**EXERCISE DETAILS**
Count the lines in the records below that contain the string "white", and reply with the number alone.

++++ GIVEN RECORDS

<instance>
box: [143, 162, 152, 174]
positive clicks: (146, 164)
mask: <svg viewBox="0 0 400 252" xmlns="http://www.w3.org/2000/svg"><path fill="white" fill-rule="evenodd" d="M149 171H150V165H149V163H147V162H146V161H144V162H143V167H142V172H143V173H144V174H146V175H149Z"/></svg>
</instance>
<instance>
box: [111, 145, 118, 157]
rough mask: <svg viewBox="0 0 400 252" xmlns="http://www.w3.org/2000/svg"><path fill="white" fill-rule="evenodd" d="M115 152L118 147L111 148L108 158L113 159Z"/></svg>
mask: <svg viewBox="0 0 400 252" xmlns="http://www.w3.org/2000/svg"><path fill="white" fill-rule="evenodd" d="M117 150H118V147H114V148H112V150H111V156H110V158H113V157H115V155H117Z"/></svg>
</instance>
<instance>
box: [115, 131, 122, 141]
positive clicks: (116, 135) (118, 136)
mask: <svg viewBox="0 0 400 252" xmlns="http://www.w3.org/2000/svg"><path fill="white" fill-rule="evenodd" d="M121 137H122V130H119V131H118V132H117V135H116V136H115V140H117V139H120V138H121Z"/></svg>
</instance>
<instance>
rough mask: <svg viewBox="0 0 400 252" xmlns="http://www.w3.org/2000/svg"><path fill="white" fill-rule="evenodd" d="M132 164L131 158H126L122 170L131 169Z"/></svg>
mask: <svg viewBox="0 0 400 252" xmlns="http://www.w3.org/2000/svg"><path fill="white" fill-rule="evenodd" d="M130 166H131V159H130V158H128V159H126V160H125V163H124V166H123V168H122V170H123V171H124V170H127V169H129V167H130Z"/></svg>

++++++++

**ANSWER TO THIS TASK**
6